# start of Input rows

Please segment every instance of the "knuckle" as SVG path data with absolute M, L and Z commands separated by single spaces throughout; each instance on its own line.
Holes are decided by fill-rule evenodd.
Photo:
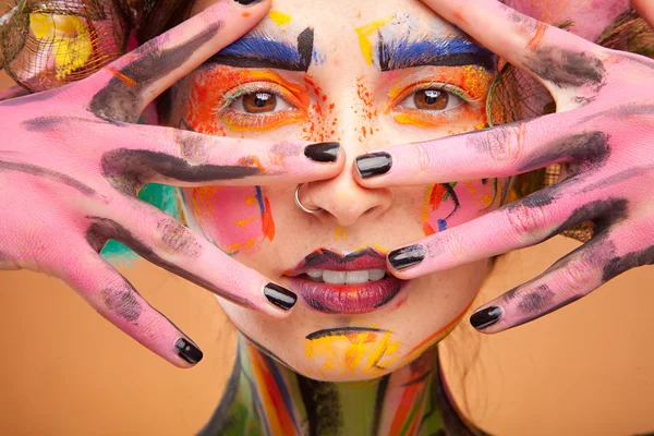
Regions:
M 525 206 L 522 203 L 511 206 L 506 213 L 512 233 L 518 239 L 535 239 L 547 228 L 548 218 L 543 206 Z
M 198 257 L 202 245 L 195 234 L 174 218 L 162 218 L 157 222 L 157 242 L 167 253 Z
M 434 152 L 429 143 L 415 144 L 415 158 L 420 171 L 434 172 Z
M 477 147 L 491 158 L 498 169 L 511 169 L 518 166 L 522 157 L 524 124 L 516 124 L 486 131 Z
M 567 294 L 585 293 L 594 282 L 597 275 L 583 259 L 572 259 L 560 270 L 561 292 Z

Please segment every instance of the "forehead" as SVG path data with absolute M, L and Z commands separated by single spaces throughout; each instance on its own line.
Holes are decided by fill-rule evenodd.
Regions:
M 216 2 L 198 0 L 193 13 Z M 262 55 L 274 48 L 271 44 L 265 44 L 266 40 L 280 41 L 284 45 L 275 49 L 286 51 L 284 56 L 295 62 L 298 49 L 306 50 L 306 43 L 311 41 L 314 64 L 338 55 L 341 60 L 359 59 L 368 65 L 384 62 L 379 59 L 384 57 L 382 43 L 388 47 L 402 47 L 402 44 L 416 40 L 467 39 L 463 33 L 419 0 L 272 0 L 268 16 L 249 36 L 256 38 L 251 38 L 250 43 L 254 45 L 245 48 L 256 48 Z

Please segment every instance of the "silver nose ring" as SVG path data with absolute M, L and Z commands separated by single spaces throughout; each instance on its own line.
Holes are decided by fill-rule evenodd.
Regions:
M 302 210 L 304 210 L 307 214 L 316 214 L 320 210 L 323 210 L 322 208 L 316 208 L 316 209 L 310 209 L 308 207 L 304 206 L 302 204 L 302 202 L 300 201 L 300 187 L 302 187 L 304 183 L 300 183 L 298 185 L 298 187 L 295 187 L 295 204 L 298 205 L 299 208 L 301 208 Z

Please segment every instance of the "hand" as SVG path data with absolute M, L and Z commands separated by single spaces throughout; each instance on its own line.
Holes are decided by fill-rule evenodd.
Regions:
M 284 316 L 294 294 L 135 195 L 150 182 L 328 179 L 343 167 L 338 145 L 312 148 L 131 124 L 268 8 L 225 0 L 81 82 L 0 102 L 0 269 L 64 280 L 109 322 L 178 366 L 196 363 L 202 352 L 98 255 L 108 239 L 235 304 Z
M 531 121 L 389 147 L 359 157 L 366 187 L 510 177 L 561 164 L 558 183 L 389 253 L 396 275 L 432 271 L 530 246 L 584 221 L 593 238 L 533 280 L 484 305 L 471 323 L 496 332 L 528 323 L 631 268 L 654 263 L 654 61 L 605 49 L 494 0 L 425 0 L 554 96 Z M 388 161 L 391 161 L 391 166 Z

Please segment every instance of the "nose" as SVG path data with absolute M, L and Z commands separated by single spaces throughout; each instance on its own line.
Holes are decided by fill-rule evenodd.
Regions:
M 365 153 L 361 147 L 341 146 L 348 154 L 343 171 L 330 180 L 311 182 L 300 190 L 302 204 L 320 208 L 314 216 L 328 225 L 350 228 L 354 225 L 373 222 L 392 203 L 392 192 L 387 187 L 366 189 L 356 183 L 354 158 Z

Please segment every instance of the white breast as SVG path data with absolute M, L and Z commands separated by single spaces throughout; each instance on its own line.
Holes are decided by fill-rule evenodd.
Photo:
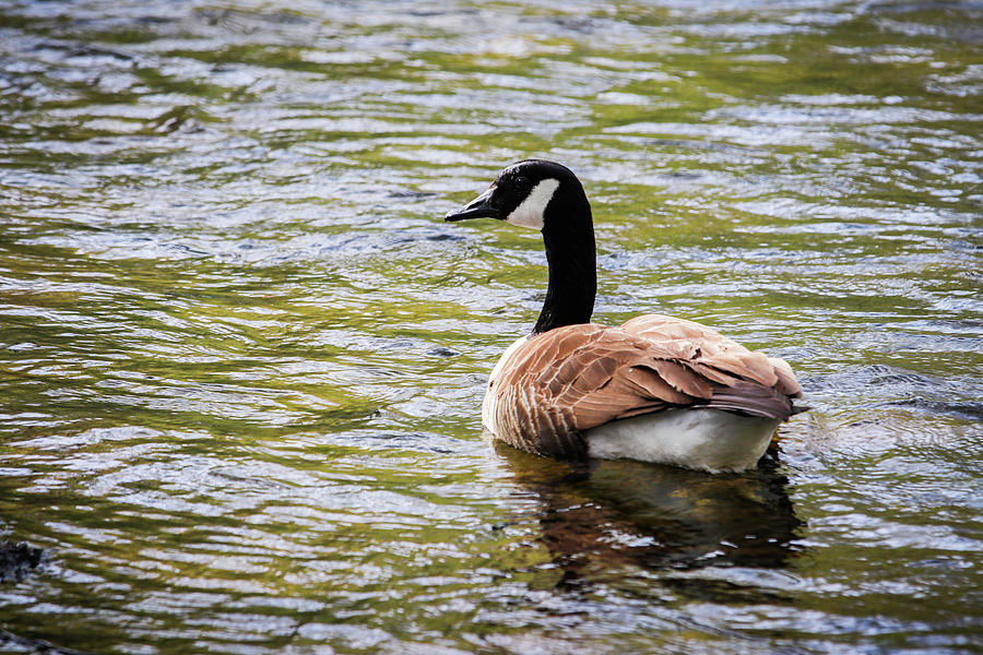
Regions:
M 485 388 L 485 398 L 482 401 L 482 425 L 484 425 L 493 434 L 501 434 L 501 431 L 498 430 L 495 425 L 495 404 L 498 402 L 497 394 L 492 393 L 495 381 L 500 377 L 501 369 L 505 368 L 505 364 L 509 357 L 512 356 L 512 353 L 518 350 L 519 346 L 526 341 L 529 341 L 528 336 L 521 336 L 512 342 L 512 345 L 506 348 L 506 352 L 498 358 L 498 362 L 495 365 L 495 368 L 492 369 L 492 374 L 488 376 L 488 385 Z
M 667 409 L 605 424 L 585 437 L 592 457 L 739 472 L 757 464 L 779 422 L 719 409 Z

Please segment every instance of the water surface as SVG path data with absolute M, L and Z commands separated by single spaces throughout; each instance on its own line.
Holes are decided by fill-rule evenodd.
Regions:
M 980 4 L 561 4 L 0 7 L 0 648 L 983 650 Z M 482 439 L 528 156 L 796 369 L 758 471 Z

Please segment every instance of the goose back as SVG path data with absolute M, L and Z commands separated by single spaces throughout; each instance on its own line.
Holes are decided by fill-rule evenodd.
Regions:
M 520 340 L 493 371 L 483 417 L 511 445 L 579 460 L 589 453 L 584 432 L 611 421 L 673 407 L 781 421 L 801 395 L 783 360 L 692 321 L 644 314 Z

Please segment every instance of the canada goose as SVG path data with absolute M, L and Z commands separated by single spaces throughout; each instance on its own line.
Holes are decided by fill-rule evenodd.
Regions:
M 526 159 L 447 221 L 497 218 L 543 233 L 549 283 L 532 333 L 495 365 L 482 404 L 493 437 L 565 460 L 630 458 L 718 473 L 745 471 L 801 409 L 782 359 L 684 319 L 643 314 L 591 323 L 594 227 L 580 180 Z

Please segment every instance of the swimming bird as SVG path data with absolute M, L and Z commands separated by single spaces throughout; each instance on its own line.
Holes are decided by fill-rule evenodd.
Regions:
M 482 422 L 495 439 L 560 460 L 630 458 L 739 472 L 765 454 L 802 389 L 782 359 L 661 314 L 591 323 L 596 254 L 583 186 L 525 159 L 447 221 L 497 218 L 540 230 L 546 299 L 532 333 L 488 378 Z

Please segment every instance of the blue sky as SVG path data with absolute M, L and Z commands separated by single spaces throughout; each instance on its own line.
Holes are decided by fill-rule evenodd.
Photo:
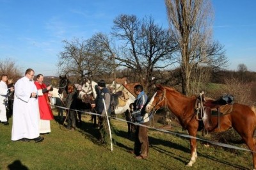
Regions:
M 225 46 L 228 70 L 240 63 L 256 72 L 256 1 L 213 0 L 213 38 Z M 164 0 L 0 0 L 0 59 L 24 72 L 58 75 L 62 40 L 109 33 L 120 14 L 151 15 L 168 27 Z

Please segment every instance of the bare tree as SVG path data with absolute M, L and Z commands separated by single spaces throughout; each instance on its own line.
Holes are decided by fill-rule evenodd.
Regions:
M 21 68 L 16 65 L 13 59 L 6 58 L 0 60 L 1 74 L 6 74 L 9 79 L 13 79 L 13 82 L 24 75 L 24 73 L 22 73 L 20 70 Z
M 244 64 L 239 64 L 237 66 L 238 77 L 241 81 L 244 81 L 248 71 L 247 66 Z
M 108 71 L 103 51 L 91 39 L 74 38 L 63 42 L 64 50 L 60 53 L 58 64 L 60 74 L 68 74 L 79 82 L 85 77 L 92 79 Z
M 227 62 L 225 51 L 218 42 L 211 41 L 210 1 L 165 0 L 165 4 L 170 31 L 179 45 L 182 93 L 190 95 L 191 79 L 195 83 L 195 77 L 202 73 L 198 68 L 225 66 Z M 200 76 L 198 80 L 203 78 Z
M 147 90 L 151 86 L 154 70 L 172 64 L 177 45 L 170 32 L 156 23 L 152 17 L 140 20 L 135 15 L 120 15 L 114 20 L 112 35 L 120 42 L 120 55 L 115 59 L 138 75 Z

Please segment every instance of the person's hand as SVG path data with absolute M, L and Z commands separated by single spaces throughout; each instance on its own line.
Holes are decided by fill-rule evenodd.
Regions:
M 37 97 L 36 93 L 32 92 L 31 93 L 31 97 Z
M 46 89 L 49 91 L 51 89 L 51 87 L 52 87 L 52 85 L 50 85 L 48 87 L 47 87 Z
M 96 105 L 95 105 L 95 104 L 91 104 L 91 107 L 92 107 L 92 108 L 95 107 L 95 106 L 96 106 Z

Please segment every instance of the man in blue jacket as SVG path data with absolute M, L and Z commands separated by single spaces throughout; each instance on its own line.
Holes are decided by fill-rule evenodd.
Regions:
M 145 107 L 148 102 L 148 97 L 144 92 L 141 85 L 135 86 L 134 90 L 135 94 L 138 96 L 134 101 L 134 111 L 132 114 L 136 122 L 148 126 L 149 125 L 149 118 L 148 115 L 145 113 Z M 147 158 L 148 156 L 148 128 L 136 125 L 134 148 L 135 158 L 139 159 Z

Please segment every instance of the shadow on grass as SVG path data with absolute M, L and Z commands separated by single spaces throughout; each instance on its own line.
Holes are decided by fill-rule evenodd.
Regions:
M 28 170 L 29 169 L 24 165 L 22 165 L 20 160 L 15 160 L 11 164 L 8 166 L 9 170 Z
M 127 132 L 124 132 L 124 131 L 118 131 L 116 133 L 116 135 L 122 137 L 127 137 Z M 181 139 L 184 139 L 183 137 L 179 137 L 179 136 L 176 136 L 176 137 L 179 137 Z M 189 141 L 186 139 L 186 141 L 188 141 L 188 143 L 189 143 Z M 184 164 L 184 166 L 186 164 L 187 164 L 189 160 L 186 160 L 187 159 L 186 157 L 183 157 L 182 155 L 177 155 L 177 153 L 175 153 L 175 150 L 179 150 L 181 151 L 182 152 L 184 152 L 184 154 L 189 154 L 190 155 L 190 148 L 187 148 L 187 147 L 184 147 L 184 146 L 179 144 L 179 143 L 175 143 L 170 141 L 166 141 L 166 140 L 163 140 L 161 139 L 158 139 L 158 138 L 156 138 L 152 136 L 149 136 L 148 137 L 148 141 L 149 141 L 149 144 L 150 144 L 150 149 L 154 149 L 156 151 L 162 153 L 162 154 L 165 154 L 166 155 L 167 155 L 168 157 L 170 157 L 173 158 L 175 160 L 177 160 L 178 161 L 182 162 Z M 198 141 L 197 141 L 198 142 Z M 132 150 L 132 148 L 130 148 L 126 146 L 124 146 L 123 144 L 120 143 L 116 143 L 116 145 L 118 146 L 120 148 L 124 148 L 124 150 Z M 160 146 L 164 146 L 166 147 L 170 147 L 172 148 L 171 150 L 164 150 L 163 149 L 162 149 L 161 147 L 159 147 Z M 203 150 L 204 148 L 200 148 L 200 150 Z M 235 169 L 248 169 L 248 168 L 246 168 L 244 166 L 240 166 L 238 164 L 236 164 L 236 162 L 229 162 L 228 161 L 226 161 L 225 160 L 223 159 L 221 159 L 221 158 L 218 158 L 214 156 L 211 156 L 210 155 L 210 153 L 209 153 L 209 155 L 206 155 L 205 154 L 202 154 L 200 152 L 197 152 L 198 154 L 198 158 L 200 158 L 200 157 L 203 158 L 204 157 L 205 158 L 207 159 L 209 159 L 213 161 L 216 161 L 216 162 L 218 162 L 221 164 L 223 164 L 225 165 L 227 165 L 228 166 L 230 166 L 230 167 L 234 167 Z M 230 154 L 232 154 L 230 153 Z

# end of Input rows

▸ What you will do: Return the listing from the line with "Please segment every instance of the canada" to the line with "M 482 422 L", copied word for word with nothing changed.

▸ Result of this exercise:
Please segment every instance of the canada goose as SVG path data with absolute M, L and Z commands separated by single spaces throughout; each instance on its own line.
Holes are decided by fill-rule evenodd.
Regions:
M 526 159 L 447 221 L 497 218 L 543 233 L 549 283 L 532 333 L 495 365 L 482 404 L 493 437 L 565 460 L 630 458 L 718 473 L 745 471 L 801 409 L 782 359 L 684 319 L 643 314 L 591 323 L 594 227 L 580 180 Z

Please segment every instance of the swimming bird as SVG path data with absolute M, L and Z commands separated by single spaces throughout; each instance on its own line.
Holes are decided by fill-rule evenodd.
Regions:
M 482 422 L 495 439 L 560 460 L 630 458 L 739 472 L 765 454 L 802 389 L 782 359 L 661 314 L 591 323 L 596 254 L 583 186 L 525 159 L 447 221 L 497 218 L 540 230 L 546 299 L 532 333 L 488 378 Z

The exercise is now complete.